Location labeling records:
►

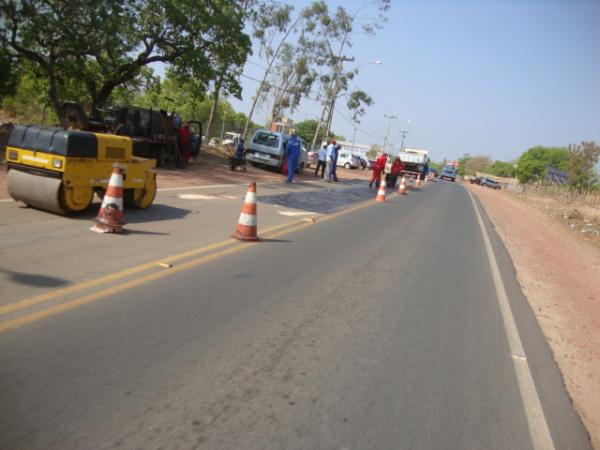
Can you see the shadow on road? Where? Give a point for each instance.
(323, 199)
(31, 279)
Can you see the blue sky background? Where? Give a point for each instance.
(481, 77)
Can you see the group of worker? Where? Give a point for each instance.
(379, 170)
(327, 161)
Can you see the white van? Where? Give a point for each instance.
(348, 160)
(268, 148)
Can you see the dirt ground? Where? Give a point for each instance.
(559, 271)
(211, 167)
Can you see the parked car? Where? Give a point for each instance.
(267, 148)
(366, 163)
(348, 160)
(448, 173)
(488, 182)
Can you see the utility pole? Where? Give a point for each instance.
(403, 133)
(387, 134)
(334, 94)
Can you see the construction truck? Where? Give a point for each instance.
(60, 170)
(153, 133)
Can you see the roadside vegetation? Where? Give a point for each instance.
(186, 56)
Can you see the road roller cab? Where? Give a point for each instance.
(60, 170)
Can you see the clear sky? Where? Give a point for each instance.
(485, 77)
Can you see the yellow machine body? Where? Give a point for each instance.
(60, 170)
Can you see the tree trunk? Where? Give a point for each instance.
(264, 80)
(213, 110)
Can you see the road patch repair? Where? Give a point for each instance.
(558, 273)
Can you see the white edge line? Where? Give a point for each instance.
(539, 431)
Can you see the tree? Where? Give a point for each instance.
(582, 160)
(54, 36)
(292, 79)
(307, 128)
(477, 164)
(336, 31)
(532, 165)
(502, 169)
(272, 27)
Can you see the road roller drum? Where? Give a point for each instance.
(59, 170)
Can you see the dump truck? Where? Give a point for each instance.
(60, 170)
(153, 132)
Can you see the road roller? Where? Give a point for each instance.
(60, 170)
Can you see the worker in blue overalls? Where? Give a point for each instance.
(293, 154)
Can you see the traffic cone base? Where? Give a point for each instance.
(381, 192)
(402, 188)
(110, 216)
(247, 224)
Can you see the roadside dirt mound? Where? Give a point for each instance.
(559, 272)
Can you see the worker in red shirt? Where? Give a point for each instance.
(397, 168)
(185, 144)
(378, 169)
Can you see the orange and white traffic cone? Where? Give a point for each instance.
(246, 229)
(402, 188)
(381, 192)
(110, 216)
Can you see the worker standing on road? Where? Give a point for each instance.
(378, 169)
(239, 155)
(293, 154)
(329, 158)
(336, 153)
(184, 138)
(397, 167)
(321, 161)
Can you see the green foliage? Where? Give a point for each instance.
(582, 160)
(532, 165)
(9, 75)
(307, 128)
(502, 169)
(55, 37)
(477, 164)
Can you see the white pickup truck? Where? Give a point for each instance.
(416, 161)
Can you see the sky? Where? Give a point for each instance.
(484, 77)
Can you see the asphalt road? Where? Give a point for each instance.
(378, 328)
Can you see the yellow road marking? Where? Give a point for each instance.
(66, 306)
(6, 309)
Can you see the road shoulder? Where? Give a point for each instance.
(558, 275)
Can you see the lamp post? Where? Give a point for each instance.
(387, 134)
(403, 133)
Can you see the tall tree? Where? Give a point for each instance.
(273, 24)
(337, 33)
(129, 35)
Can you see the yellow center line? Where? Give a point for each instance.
(6, 309)
(66, 306)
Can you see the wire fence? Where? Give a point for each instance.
(561, 193)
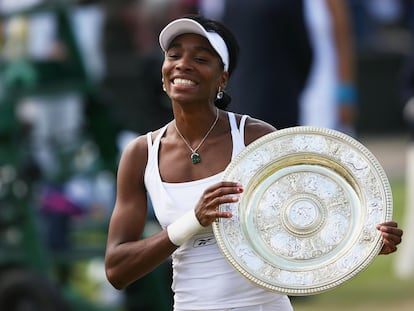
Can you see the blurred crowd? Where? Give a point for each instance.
(84, 78)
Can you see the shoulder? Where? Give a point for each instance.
(255, 128)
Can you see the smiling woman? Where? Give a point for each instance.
(180, 166)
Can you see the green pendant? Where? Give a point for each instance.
(195, 158)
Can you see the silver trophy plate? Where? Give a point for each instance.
(306, 220)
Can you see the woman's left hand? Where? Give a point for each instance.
(391, 236)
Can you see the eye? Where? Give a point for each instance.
(201, 59)
(173, 55)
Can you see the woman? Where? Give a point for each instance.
(180, 166)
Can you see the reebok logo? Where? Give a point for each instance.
(204, 241)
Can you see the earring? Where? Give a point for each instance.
(220, 93)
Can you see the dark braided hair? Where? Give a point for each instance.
(232, 47)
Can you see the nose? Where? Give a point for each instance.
(184, 63)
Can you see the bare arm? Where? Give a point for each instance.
(128, 256)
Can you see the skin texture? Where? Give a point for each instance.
(190, 57)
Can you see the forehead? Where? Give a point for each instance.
(192, 40)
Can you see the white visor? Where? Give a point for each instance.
(187, 25)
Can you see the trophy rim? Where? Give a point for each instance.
(293, 163)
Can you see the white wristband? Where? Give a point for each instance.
(184, 228)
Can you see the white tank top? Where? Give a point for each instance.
(202, 277)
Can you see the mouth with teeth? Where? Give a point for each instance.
(183, 82)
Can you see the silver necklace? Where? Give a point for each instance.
(195, 156)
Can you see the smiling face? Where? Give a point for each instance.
(192, 71)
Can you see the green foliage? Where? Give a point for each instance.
(376, 288)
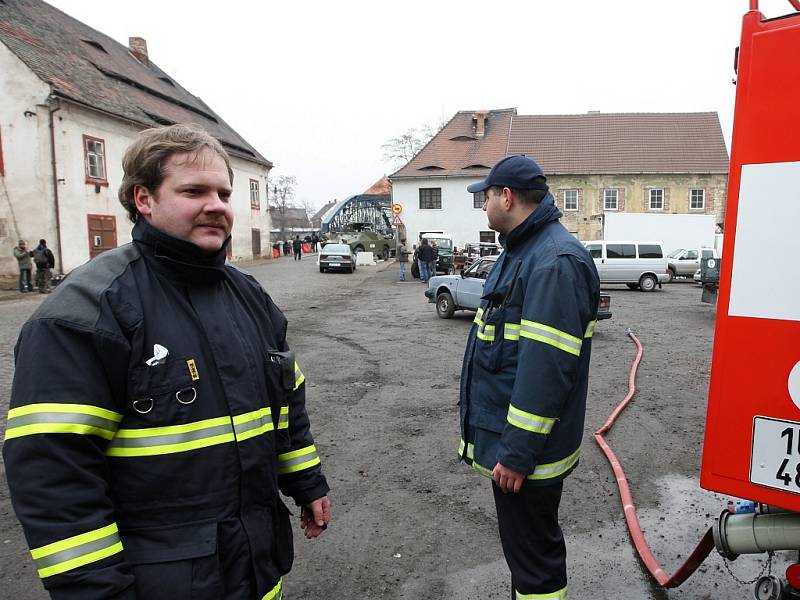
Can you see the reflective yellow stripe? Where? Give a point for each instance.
(559, 595)
(298, 460)
(299, 378)
(589, 329)
(555, 469)
(552, 336)
(529, 421)
(275, 593)
(76, 551)
(49, 417)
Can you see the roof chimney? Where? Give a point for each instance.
(138, 47)
(479, 122)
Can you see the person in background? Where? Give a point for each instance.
(23, 256)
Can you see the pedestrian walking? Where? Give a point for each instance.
(526, 371)
(424, 257)
(23, 256)
(45, 261)
(146, 456)
(402, 258)
(297, 246)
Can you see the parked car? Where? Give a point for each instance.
(463, 292)
(683, 262)
(336, 257)
(639, 265)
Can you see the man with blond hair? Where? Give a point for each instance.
(147, 463)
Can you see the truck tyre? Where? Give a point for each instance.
(444, 305)
(648, 283)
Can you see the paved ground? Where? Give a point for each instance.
(410, 522)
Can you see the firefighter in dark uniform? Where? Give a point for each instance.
(145, 457)
(526, 370)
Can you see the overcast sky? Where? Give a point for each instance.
(318, 87)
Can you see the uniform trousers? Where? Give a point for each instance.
(532, 541)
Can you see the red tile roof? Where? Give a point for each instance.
(593, 143)
(90, 68)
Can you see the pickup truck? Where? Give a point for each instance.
(463, 292)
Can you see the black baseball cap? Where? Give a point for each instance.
(516, 172)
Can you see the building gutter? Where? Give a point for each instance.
(53, 106)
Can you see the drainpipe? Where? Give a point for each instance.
(53, 106)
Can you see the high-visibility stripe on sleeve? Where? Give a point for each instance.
(275, 593)
(552, 336)
(283, 418)
(529, 421)
(559, 595)
(299, 378)
(298, 460)
(80, 419)
(77, 551)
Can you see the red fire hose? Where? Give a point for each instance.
(706, 544)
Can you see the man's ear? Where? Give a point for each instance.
(143, 199)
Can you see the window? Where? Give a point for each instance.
(697, 199)
(610, 199)
(94, 150)
(621, 251)
(255, 200)
(570, 199)
(657, 199)
(430, 198)
(650, 251)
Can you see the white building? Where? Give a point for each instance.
(71, 101)
(595, 163)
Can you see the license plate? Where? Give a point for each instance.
(775, 460)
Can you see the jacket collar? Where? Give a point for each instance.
(176, 258)
(545, 213)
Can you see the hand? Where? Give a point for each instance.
(506, 479)
(315, 516)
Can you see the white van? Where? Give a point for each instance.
(640, 265)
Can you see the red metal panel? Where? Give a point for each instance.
(754, 356)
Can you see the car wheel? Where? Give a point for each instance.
(444, 305)
(648, 283)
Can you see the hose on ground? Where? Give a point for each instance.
(705, 545)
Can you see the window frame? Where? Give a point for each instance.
(255, 204)
(431, 199)
(702, 198)
(577, 201)
(89, 178)
(605, 199)
(650, 193)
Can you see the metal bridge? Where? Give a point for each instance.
(365, 211)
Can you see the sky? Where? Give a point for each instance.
(318, 87)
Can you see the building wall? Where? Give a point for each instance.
(458, 217)
(26, 199)
(26, 191)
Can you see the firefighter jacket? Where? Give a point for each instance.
(526, 366)
(144, 455)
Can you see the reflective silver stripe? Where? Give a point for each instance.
(77, 551)
(529, 421)
(552, 336)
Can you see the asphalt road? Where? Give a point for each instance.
(409, 522)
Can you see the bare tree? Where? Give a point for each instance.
(282, 195)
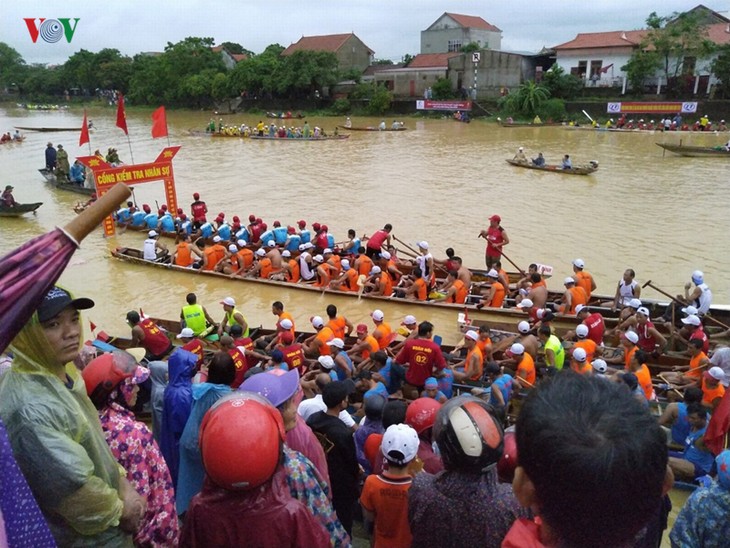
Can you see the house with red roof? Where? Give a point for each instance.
(351, 52)
(452, 31)
(597, 57)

◄

◆ **WHAT YOU ARE ASKED TO DO**
Repeat the line containing "Can you see the hand?" and every line after it up to the end of the material above, exactly as they stand, minus the pictures.

◆ **WRITTEN RESPONSE**
Can you see the hand? Where? Give a point for each instance.
(506, 479)
(315, 516)
Can you see the white van? Where? Give a point for each instance.
(640, 265)
Can you see the red metal panel? Where? Give a point for each instance.
(754, 356)
Can you see the car wheel? Where? Give a point for each instance.
(444, 305)
(648, 283)
Can you see the hose on ground? Where? Give a point for each instance.
(705, 545)
Can you see the window frame? Where? Give a point for each instance.
(255, 204)
(431, 199)
(702, 198)
(577, 201)
(89, 178)
(605, 199)
(650, 193)
Can you see the metal bridge? Where? Give a point for each instance.
(365, 211)
Can you see the sky? Where? Give a point for each instance.
(318, 87)
Can you see the building wall? Where? Give a point for each instance.
(458, 217)
(26, 199)
(26, 191)
Can you see the firefighter jacket? Where? Give a point for each instance.
(526, 366)
(144, 455)
Can you see the reflective silver stripe? Where? Give a point for each instance.
(77, 551)
(529, 421)
(552, 336)
Can you see the asphalt road? Where? Give a point for each instance.
(409, 522)
Can you see the bare tree? Where? Give a point for each instance.
(282, 195)
Can you see the house with red roof? Where? Give a point for each instance.
(351, 52)
(452, 31)
(597, 57)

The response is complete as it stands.